* Begin Given information *

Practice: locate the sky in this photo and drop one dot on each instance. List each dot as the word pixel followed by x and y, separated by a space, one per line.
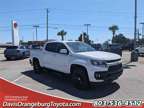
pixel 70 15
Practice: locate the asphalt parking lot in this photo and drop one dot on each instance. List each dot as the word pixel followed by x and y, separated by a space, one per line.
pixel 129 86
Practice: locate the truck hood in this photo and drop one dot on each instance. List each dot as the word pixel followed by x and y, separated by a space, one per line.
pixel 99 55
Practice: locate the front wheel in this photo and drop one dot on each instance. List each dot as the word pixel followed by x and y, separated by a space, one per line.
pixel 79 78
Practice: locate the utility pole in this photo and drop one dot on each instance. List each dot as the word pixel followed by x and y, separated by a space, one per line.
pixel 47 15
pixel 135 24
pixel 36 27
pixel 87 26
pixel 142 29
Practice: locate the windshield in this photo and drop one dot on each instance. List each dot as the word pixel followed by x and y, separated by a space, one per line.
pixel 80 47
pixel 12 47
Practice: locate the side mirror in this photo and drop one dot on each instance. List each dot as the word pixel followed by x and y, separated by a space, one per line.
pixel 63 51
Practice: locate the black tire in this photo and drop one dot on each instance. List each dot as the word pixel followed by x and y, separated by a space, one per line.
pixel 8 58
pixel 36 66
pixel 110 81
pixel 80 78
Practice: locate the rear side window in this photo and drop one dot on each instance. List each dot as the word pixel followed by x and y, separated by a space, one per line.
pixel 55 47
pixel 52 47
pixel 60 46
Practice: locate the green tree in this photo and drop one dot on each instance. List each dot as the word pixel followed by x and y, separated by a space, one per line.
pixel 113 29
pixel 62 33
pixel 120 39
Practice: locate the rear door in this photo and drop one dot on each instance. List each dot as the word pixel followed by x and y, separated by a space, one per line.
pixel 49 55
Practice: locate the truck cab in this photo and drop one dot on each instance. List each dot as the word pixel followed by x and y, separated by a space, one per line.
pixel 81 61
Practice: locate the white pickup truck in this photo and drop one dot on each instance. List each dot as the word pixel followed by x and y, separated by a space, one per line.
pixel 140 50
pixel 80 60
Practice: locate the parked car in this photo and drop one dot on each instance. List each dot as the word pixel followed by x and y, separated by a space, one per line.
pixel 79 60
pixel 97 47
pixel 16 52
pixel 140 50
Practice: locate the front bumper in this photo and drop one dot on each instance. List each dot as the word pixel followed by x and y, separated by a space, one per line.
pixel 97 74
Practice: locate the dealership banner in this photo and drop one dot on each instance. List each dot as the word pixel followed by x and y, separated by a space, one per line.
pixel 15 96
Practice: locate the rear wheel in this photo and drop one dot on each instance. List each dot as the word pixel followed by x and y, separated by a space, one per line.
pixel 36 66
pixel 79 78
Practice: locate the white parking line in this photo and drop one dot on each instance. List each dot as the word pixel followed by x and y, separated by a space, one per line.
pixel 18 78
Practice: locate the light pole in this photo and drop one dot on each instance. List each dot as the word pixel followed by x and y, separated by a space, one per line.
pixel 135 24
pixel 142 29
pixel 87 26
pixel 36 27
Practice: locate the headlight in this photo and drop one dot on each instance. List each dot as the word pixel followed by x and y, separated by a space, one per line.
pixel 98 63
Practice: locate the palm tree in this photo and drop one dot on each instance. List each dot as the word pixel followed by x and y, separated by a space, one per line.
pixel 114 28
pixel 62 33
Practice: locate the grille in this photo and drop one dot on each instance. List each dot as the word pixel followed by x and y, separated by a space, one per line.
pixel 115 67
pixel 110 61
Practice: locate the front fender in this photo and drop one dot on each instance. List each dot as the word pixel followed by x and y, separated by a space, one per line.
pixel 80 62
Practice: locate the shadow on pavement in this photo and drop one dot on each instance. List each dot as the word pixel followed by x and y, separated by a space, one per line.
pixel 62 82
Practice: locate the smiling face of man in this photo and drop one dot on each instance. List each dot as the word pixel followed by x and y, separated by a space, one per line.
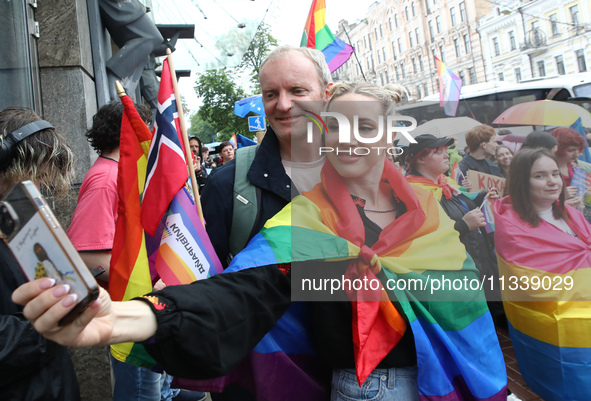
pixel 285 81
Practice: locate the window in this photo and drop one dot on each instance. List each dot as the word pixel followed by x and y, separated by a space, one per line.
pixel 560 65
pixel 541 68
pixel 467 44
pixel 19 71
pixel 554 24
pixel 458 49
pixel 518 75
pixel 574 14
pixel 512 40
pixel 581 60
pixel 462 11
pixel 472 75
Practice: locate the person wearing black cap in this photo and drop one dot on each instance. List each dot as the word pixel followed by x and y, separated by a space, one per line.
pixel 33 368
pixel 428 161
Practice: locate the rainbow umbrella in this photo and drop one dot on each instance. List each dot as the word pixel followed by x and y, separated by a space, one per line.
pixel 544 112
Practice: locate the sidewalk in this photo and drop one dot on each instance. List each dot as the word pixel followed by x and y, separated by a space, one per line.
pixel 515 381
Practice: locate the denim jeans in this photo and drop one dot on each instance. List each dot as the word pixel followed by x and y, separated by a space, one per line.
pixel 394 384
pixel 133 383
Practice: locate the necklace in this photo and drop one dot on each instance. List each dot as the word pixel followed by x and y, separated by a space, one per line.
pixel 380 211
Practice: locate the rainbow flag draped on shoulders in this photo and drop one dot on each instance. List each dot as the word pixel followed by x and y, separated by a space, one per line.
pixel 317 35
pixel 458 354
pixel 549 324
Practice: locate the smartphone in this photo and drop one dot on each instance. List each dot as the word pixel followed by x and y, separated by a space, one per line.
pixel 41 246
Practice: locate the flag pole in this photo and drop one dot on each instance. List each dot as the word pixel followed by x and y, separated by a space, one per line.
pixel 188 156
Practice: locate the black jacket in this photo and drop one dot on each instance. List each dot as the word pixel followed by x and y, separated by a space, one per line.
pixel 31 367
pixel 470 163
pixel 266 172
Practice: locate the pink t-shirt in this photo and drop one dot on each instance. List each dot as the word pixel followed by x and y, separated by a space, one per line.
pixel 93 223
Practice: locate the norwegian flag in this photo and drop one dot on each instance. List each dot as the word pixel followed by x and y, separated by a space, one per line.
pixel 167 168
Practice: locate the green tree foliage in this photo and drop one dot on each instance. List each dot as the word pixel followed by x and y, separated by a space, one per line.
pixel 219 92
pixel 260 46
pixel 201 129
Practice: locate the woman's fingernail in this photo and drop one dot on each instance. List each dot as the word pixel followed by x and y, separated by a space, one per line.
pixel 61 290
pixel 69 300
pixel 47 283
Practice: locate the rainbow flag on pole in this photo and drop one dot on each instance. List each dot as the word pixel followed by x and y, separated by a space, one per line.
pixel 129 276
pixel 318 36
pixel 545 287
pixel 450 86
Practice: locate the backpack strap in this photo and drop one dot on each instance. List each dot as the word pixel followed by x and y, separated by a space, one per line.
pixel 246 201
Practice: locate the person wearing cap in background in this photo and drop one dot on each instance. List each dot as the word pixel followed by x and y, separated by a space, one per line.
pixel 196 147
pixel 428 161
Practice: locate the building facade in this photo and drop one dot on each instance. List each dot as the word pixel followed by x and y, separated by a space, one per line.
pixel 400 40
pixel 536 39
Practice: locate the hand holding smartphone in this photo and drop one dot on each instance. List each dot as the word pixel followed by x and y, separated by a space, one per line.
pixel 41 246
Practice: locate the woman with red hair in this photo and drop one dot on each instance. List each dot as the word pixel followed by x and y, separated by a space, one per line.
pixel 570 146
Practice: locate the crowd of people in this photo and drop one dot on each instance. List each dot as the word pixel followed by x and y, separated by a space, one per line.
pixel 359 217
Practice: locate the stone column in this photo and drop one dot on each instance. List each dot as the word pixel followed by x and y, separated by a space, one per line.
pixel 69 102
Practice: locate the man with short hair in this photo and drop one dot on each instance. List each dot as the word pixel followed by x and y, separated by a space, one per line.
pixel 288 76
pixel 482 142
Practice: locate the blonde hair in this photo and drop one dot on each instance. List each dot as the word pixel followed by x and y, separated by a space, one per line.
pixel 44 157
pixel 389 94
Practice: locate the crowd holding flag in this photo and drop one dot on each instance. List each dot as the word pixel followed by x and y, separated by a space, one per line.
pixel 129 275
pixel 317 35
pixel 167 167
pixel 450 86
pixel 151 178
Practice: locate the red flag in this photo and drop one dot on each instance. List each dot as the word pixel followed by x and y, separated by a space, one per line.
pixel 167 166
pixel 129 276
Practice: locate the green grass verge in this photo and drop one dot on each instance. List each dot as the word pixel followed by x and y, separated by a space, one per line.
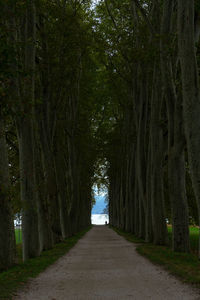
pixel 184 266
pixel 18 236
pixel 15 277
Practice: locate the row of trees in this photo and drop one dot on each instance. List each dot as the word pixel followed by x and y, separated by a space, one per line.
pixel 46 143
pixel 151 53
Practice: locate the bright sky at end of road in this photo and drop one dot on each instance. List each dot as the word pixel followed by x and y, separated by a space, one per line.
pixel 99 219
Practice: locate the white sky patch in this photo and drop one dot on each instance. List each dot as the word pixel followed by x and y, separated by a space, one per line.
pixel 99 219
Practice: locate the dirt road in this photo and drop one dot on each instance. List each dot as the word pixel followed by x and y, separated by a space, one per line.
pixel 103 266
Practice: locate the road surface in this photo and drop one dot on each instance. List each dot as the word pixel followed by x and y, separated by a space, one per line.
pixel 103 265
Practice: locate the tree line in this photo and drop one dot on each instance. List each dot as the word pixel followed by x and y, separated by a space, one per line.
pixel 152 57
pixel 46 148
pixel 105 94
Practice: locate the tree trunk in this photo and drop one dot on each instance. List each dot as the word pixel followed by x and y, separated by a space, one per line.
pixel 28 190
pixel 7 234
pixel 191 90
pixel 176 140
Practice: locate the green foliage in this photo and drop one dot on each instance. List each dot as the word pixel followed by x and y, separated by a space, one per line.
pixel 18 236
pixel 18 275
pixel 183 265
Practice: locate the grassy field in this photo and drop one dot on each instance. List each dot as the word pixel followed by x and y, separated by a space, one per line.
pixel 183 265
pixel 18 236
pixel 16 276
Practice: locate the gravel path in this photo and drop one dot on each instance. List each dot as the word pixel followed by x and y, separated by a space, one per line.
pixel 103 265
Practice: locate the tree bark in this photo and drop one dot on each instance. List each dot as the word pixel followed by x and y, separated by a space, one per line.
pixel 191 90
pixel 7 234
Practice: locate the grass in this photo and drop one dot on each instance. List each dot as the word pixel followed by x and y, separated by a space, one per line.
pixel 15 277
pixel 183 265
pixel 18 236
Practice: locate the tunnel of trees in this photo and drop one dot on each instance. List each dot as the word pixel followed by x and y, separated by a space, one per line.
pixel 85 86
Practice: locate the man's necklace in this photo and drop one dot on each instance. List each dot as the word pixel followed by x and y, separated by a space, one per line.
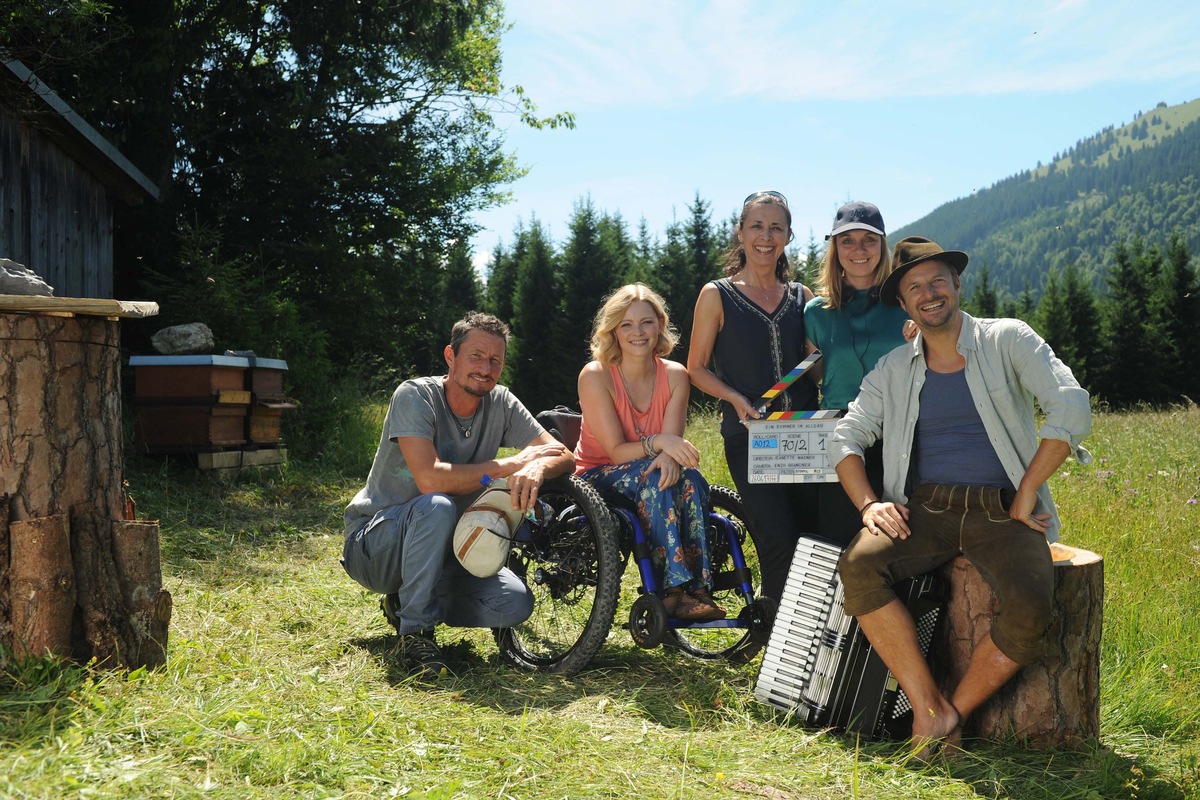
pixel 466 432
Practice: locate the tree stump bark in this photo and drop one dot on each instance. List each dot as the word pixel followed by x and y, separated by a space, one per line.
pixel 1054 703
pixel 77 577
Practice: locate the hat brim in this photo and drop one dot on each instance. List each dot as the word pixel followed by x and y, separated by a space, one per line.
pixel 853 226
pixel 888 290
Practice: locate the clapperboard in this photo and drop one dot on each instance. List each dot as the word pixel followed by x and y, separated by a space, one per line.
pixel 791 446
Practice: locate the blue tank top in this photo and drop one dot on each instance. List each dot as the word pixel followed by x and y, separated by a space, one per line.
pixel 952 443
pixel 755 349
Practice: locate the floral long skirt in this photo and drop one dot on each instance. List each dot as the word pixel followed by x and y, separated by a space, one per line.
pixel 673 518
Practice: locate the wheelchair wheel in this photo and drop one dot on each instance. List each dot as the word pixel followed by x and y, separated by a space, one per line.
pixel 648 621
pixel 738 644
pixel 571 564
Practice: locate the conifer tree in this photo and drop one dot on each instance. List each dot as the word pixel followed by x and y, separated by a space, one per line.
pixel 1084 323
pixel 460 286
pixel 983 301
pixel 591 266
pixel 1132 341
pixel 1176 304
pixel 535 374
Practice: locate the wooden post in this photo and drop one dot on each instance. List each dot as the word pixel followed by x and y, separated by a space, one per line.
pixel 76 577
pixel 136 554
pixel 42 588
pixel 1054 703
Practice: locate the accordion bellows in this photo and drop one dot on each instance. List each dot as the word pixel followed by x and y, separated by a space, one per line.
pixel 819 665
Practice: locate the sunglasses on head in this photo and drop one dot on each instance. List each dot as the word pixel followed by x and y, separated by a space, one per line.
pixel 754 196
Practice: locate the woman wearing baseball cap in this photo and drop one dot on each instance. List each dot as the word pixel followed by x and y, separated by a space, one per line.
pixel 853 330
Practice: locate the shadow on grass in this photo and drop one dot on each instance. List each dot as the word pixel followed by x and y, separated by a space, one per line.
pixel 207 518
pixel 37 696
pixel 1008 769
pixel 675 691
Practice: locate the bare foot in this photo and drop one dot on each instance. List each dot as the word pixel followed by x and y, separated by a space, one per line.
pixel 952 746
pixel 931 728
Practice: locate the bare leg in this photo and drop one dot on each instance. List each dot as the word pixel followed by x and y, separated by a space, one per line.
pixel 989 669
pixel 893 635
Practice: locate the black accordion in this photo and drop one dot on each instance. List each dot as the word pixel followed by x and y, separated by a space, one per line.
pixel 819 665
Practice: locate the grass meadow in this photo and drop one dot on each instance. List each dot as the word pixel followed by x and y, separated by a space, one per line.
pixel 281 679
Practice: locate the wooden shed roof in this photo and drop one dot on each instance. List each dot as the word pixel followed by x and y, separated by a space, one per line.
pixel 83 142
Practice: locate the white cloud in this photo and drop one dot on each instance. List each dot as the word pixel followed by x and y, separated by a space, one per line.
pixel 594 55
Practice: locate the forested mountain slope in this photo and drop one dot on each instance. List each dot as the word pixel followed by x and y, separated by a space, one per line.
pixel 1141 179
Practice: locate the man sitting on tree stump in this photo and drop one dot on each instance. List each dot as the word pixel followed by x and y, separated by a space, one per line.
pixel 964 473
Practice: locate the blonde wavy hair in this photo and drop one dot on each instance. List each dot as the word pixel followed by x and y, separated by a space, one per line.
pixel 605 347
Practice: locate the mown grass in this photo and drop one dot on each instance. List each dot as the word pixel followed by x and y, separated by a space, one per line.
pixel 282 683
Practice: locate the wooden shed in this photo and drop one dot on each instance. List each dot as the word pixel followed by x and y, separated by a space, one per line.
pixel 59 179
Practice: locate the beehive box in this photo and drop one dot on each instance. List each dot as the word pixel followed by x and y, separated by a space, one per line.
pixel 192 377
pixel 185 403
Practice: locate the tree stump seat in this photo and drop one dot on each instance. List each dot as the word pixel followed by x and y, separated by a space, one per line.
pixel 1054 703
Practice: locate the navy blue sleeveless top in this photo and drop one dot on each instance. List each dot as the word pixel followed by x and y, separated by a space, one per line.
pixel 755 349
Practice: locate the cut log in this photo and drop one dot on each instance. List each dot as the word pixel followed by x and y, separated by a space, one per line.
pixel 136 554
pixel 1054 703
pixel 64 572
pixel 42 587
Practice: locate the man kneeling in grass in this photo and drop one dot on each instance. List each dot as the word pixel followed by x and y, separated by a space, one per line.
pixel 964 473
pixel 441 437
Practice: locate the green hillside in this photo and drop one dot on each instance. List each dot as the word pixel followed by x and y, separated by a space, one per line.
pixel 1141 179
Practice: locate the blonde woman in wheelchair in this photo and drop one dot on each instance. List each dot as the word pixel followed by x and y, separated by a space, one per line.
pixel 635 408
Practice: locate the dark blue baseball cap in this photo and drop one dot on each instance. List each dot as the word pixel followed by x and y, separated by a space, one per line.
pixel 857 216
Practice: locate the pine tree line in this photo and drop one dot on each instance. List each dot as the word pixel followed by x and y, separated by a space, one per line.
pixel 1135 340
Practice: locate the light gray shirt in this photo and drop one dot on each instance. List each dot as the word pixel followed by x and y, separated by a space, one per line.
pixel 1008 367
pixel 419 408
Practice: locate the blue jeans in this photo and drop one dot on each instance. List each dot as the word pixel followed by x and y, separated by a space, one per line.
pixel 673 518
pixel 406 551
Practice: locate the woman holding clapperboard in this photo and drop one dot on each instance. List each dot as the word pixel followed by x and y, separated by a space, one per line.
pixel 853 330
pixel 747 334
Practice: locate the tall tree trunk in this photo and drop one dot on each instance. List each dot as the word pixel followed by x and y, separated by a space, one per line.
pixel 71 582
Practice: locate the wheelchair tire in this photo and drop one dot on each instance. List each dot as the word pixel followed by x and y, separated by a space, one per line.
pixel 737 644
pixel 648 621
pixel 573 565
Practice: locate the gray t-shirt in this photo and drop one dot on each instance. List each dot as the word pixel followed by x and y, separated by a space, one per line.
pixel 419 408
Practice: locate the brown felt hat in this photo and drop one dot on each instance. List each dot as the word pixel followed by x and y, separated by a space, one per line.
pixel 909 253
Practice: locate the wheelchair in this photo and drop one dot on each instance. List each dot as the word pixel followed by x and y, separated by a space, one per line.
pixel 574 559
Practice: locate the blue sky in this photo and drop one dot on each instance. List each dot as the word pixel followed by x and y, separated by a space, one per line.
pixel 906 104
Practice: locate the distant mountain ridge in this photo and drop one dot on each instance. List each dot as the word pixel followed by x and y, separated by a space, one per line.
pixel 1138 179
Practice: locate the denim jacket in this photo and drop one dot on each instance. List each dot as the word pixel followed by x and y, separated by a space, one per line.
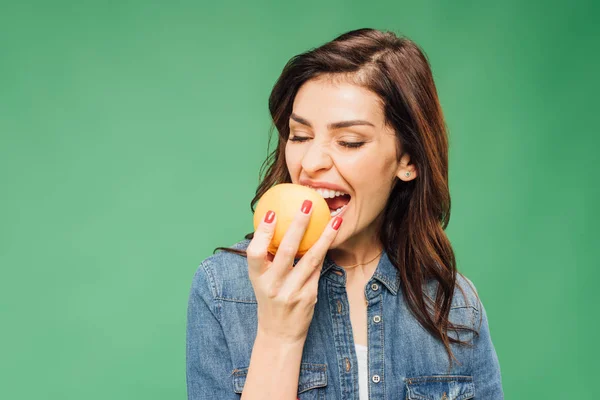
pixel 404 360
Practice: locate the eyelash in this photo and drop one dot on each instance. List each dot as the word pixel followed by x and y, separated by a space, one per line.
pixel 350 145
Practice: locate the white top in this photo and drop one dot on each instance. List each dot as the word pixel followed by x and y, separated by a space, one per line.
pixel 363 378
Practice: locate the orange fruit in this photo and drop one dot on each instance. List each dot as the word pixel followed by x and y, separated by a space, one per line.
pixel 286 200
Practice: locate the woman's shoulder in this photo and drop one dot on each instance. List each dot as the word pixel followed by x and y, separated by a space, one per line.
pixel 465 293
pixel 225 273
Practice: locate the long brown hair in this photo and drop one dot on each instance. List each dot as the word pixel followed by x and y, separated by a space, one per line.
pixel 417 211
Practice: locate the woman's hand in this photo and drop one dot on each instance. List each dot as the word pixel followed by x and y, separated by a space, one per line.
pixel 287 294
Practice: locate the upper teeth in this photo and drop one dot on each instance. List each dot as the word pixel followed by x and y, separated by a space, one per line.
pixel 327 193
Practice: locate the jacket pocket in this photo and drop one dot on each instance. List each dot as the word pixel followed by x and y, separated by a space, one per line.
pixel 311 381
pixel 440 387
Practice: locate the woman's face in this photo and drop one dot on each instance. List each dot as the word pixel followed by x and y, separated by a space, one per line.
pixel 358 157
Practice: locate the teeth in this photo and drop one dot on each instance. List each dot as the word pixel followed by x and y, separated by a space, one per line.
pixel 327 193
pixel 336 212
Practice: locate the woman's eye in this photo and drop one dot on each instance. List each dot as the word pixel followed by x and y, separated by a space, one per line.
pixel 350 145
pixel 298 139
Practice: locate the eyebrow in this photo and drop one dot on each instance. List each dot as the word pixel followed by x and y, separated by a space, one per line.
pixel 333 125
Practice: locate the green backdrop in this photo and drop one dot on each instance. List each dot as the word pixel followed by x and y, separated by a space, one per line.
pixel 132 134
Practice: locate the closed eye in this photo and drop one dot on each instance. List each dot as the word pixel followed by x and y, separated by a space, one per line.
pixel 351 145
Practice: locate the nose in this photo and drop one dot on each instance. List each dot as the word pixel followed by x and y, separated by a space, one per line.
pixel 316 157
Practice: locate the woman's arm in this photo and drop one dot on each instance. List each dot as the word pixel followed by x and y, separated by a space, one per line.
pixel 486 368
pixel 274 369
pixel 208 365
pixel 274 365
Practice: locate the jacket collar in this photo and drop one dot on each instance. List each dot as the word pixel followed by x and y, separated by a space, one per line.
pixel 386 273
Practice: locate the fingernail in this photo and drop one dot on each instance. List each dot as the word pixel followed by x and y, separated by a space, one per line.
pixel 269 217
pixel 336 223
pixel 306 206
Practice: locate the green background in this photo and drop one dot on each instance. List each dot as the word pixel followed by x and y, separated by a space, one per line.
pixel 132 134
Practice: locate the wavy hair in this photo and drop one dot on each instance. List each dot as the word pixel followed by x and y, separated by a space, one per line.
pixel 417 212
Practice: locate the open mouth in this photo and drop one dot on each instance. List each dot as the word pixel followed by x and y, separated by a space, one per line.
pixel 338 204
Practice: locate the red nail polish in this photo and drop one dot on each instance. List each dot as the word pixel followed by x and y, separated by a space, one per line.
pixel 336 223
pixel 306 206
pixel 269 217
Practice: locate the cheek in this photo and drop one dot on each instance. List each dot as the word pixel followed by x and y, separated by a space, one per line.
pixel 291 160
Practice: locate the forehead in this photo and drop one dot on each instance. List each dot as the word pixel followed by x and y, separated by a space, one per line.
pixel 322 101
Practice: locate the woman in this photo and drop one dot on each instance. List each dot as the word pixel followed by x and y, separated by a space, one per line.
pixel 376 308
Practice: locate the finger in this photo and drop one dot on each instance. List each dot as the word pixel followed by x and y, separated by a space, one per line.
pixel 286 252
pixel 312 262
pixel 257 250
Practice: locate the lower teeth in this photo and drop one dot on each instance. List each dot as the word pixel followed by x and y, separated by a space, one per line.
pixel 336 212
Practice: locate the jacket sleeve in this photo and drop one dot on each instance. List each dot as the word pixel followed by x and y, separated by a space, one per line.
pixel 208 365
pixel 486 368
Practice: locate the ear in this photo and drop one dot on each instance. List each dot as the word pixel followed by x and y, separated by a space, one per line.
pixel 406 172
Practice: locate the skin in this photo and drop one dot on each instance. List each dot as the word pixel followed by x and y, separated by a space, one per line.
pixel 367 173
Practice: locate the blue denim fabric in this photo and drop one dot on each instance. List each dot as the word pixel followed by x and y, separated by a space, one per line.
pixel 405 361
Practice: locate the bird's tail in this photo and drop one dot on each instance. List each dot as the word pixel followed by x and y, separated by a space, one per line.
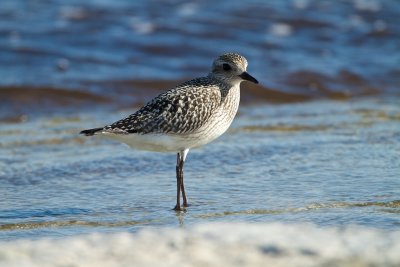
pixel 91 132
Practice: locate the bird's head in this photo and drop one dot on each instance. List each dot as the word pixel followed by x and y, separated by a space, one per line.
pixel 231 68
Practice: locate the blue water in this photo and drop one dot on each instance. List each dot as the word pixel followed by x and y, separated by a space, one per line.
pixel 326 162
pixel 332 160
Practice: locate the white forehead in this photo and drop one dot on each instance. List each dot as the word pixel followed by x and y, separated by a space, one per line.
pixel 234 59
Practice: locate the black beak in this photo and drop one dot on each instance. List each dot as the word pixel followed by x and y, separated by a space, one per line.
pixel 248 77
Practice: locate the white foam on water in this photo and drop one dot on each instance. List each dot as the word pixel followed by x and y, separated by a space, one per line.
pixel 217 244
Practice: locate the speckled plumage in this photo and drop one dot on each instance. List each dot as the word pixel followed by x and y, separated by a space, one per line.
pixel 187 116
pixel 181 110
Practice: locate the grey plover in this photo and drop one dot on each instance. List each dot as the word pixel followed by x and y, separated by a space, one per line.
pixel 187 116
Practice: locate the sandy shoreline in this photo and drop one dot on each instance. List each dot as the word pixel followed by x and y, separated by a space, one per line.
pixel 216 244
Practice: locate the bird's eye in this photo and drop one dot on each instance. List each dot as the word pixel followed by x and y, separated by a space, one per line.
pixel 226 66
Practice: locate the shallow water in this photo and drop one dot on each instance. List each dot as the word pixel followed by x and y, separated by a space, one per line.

* End Given information *

Please render the material from the line with "Practice: locate the bare leg" up to and including the line with "pixel 281 679" as a numbered list, leaving out blank lines and giving only those lines.

1. Practice: locate the bare leg in this photo and drop one dot on each instance. List each dot as the word pixel followed by x and y, separated by a space, one per line.
2. pixel 989 669
3. pixel 893 635
4. Practice: locate the black accordion in this photo and drop one dot on each instance. List each dot as the word pixel followed by x and y, separated by a space, one per line.
5. pixel 819 665
6. Practice: locate the grass meadow in this photo and drop one dot on each instance. List each dot as the word pixel followed by x and y, separated by a space, one per line.
7. pixel 281 679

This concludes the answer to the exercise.